Work task a
Answer these questions using the forum thread on de-frizzing and straightening hair products.
(i) According to HairEgo, what activates most anti-frizz and straightening balms?
(ii) What problem did makennasdoll have with Living Proof No Frizz?
(iii) Where does makennasdoll say to get the GVP Silk Remedy?

Document text
%%

# Best de-frizz/straightening hair product?



## breeex (Apr 19, 2009)

I need a product that will defrizz my hair as well as kind of straighten it(if thats even possible lol) when i let me hair air dry. If anyone knows of any good products that will do this, let me know. I'd prefer drugstore ones, btw.

thanks!


----------



## HairEgo (Apr 19, 2009)

Most anti frizz and straightening balms are activated by heat. If you're only looking for products that do not require heat, I got nothing.


----------



## Orangeeyecrayon (Apr 19, 2009)

i have heard good things about living proof, but as hair ego said most straightning products are activated by heat.

so this is most likely activated by heat also.


----------



## makennasdoll (Apr 23, 2009)

Nioxin Pure Shine gel and Profound beauty shine cream. I was using Living Proof No Frizz but found that my hair started to dry out from it. I have been using these (Nioxin and PB) for 2 weeks and they are amazing! And no dryness issues like I had with LP


----------



## La_Mari (Apr 24, 2009)

Frizz-ease has some serums that work well, Hask also has a few, I like serums better than sprays.

My favorite is CHI "Silk Infusion" but it's like 13$ for only 2oz. or so. I used mine up. but it works so well though it leaves my hair shiny and no frizz!


----------



## makennasdoll (Apr 24, 2009)

Originally Posted by *La_Mari* /img/forum/go_quote.gif Frizz-ease has some serums that work well, Hask also has a few, I like serums better than sprays.
My favorite is CHI "Silk Infusion" but it's like 13$ for only 2oz. or so. I used mine up. but it works so well though it leaves my hair shiny and no frizz!

You should get the GVP Silk Remedy from Sally. Loads cheaper and you get a ton of product. It woks just the same. Same smell to!
Generic Value Products - GVP Silk Remedy


----------

%%

Data records
%%

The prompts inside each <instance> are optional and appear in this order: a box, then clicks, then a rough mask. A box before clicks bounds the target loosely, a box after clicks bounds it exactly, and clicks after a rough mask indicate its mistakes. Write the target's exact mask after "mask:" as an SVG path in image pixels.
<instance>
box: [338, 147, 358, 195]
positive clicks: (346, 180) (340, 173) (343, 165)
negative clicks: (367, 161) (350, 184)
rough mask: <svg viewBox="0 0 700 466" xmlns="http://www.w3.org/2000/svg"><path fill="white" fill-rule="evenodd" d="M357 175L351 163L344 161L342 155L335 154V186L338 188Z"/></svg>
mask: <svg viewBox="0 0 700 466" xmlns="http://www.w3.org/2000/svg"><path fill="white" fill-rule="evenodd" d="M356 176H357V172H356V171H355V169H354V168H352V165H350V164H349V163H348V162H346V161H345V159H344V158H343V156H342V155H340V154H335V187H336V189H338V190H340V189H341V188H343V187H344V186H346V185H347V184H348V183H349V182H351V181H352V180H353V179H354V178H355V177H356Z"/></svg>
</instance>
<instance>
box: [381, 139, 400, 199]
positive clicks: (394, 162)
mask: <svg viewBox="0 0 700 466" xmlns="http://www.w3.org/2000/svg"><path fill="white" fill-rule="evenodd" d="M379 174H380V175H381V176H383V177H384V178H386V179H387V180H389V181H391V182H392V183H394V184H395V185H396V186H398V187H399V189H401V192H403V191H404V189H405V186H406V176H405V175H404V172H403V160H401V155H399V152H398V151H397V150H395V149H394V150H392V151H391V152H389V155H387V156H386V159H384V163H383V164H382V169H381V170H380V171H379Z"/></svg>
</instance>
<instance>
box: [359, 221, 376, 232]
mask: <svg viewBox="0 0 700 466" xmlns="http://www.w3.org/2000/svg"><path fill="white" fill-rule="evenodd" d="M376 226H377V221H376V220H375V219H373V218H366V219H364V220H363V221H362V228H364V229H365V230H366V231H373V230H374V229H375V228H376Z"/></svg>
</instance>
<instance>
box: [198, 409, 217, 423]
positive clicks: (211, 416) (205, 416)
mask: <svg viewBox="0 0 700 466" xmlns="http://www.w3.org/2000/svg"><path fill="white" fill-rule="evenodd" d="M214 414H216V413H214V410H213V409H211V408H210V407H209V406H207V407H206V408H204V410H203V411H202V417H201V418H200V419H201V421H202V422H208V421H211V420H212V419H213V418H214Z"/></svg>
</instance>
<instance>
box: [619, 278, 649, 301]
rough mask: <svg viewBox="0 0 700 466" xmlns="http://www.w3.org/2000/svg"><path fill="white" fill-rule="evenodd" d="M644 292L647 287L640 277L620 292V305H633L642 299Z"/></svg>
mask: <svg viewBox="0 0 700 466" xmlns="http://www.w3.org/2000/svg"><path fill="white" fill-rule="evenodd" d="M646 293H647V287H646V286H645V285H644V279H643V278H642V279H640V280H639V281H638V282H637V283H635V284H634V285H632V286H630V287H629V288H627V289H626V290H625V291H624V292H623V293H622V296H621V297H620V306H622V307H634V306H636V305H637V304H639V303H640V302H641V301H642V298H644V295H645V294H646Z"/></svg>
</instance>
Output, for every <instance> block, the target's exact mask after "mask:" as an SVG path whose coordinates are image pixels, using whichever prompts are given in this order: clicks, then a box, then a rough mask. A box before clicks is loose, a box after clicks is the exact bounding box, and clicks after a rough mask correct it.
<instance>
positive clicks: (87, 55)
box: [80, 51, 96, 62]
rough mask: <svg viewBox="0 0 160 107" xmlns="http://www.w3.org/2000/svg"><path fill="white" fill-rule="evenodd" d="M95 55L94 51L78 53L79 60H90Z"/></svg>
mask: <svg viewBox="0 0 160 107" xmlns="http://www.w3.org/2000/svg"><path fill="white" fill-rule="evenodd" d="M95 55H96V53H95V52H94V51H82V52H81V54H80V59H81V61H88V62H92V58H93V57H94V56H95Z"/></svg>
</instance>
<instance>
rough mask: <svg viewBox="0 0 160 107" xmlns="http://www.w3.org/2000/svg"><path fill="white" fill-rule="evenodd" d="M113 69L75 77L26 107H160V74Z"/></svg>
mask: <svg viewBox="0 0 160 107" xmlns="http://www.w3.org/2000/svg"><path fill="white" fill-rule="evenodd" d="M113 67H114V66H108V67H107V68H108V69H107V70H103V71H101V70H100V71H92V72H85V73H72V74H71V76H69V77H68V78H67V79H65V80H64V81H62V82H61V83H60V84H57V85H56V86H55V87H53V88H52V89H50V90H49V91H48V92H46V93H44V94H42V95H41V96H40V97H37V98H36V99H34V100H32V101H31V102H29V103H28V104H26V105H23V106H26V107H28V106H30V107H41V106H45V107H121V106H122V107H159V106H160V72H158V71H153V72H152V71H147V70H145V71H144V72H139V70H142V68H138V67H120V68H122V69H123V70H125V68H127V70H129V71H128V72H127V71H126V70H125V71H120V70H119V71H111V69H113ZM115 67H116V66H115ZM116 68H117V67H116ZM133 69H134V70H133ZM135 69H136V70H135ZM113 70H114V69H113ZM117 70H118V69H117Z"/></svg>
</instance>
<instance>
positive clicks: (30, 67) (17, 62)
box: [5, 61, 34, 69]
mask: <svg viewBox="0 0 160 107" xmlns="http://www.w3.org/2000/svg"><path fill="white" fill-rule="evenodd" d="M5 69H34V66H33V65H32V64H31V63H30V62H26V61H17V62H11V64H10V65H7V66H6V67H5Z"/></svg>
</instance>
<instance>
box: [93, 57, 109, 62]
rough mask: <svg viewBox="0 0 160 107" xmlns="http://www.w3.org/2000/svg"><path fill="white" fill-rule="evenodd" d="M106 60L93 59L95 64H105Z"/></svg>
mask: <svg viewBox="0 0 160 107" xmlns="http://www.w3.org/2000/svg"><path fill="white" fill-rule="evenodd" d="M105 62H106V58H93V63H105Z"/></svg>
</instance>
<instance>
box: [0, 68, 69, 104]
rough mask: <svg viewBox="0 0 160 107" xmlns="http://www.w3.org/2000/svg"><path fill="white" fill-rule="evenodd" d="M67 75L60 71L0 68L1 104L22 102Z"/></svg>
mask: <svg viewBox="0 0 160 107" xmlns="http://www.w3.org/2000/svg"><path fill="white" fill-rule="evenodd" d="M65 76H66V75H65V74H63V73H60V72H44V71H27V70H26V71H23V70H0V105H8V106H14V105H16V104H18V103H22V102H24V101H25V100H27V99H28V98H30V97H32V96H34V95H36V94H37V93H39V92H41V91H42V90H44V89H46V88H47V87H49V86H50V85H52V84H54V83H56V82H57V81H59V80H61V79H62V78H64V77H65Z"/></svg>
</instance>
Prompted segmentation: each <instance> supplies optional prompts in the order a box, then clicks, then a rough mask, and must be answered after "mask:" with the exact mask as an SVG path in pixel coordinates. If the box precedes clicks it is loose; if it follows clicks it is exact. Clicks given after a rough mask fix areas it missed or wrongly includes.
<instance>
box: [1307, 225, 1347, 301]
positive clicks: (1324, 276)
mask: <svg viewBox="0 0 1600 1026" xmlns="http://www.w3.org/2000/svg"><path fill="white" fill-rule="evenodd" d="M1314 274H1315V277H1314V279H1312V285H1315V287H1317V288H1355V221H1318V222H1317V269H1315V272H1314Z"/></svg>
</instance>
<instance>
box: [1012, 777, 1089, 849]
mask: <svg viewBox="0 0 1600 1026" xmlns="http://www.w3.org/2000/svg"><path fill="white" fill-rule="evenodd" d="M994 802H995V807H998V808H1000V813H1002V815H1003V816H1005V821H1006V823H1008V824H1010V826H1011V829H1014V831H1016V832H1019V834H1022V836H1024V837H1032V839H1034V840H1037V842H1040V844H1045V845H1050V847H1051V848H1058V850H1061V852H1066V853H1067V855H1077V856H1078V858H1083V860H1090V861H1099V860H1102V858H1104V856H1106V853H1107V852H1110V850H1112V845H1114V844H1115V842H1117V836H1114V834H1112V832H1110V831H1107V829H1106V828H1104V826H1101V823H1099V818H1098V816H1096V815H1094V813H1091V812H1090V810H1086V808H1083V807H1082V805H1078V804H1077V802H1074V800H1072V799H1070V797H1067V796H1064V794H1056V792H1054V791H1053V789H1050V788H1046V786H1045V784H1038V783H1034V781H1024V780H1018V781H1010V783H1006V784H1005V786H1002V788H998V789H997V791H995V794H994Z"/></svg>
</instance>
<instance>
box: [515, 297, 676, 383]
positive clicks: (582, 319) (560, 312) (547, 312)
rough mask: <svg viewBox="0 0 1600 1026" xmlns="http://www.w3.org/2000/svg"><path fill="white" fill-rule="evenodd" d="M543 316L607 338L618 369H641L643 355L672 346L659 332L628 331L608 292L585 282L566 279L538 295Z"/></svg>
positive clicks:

%%

Work task b
Return every line of the entries that contains the string "positive".

Response area a
(i) Heat activates most of them.
(ii) It started to dry out makennasdoll's hair.
(iii) From Sally.

Response area b
positive clicks: (346, 180) (340, 173) (343, 165)
positive clicks: (394, 162)
positive clicks: (211, 416) (205, 416)
positive clicks: (87, 55)
positive clicks: (30, 67) (17, 62)
positive clicks: (1324, 276)
positive clicks: (582, 319) (560, 312) (547, 312)
positive clicks:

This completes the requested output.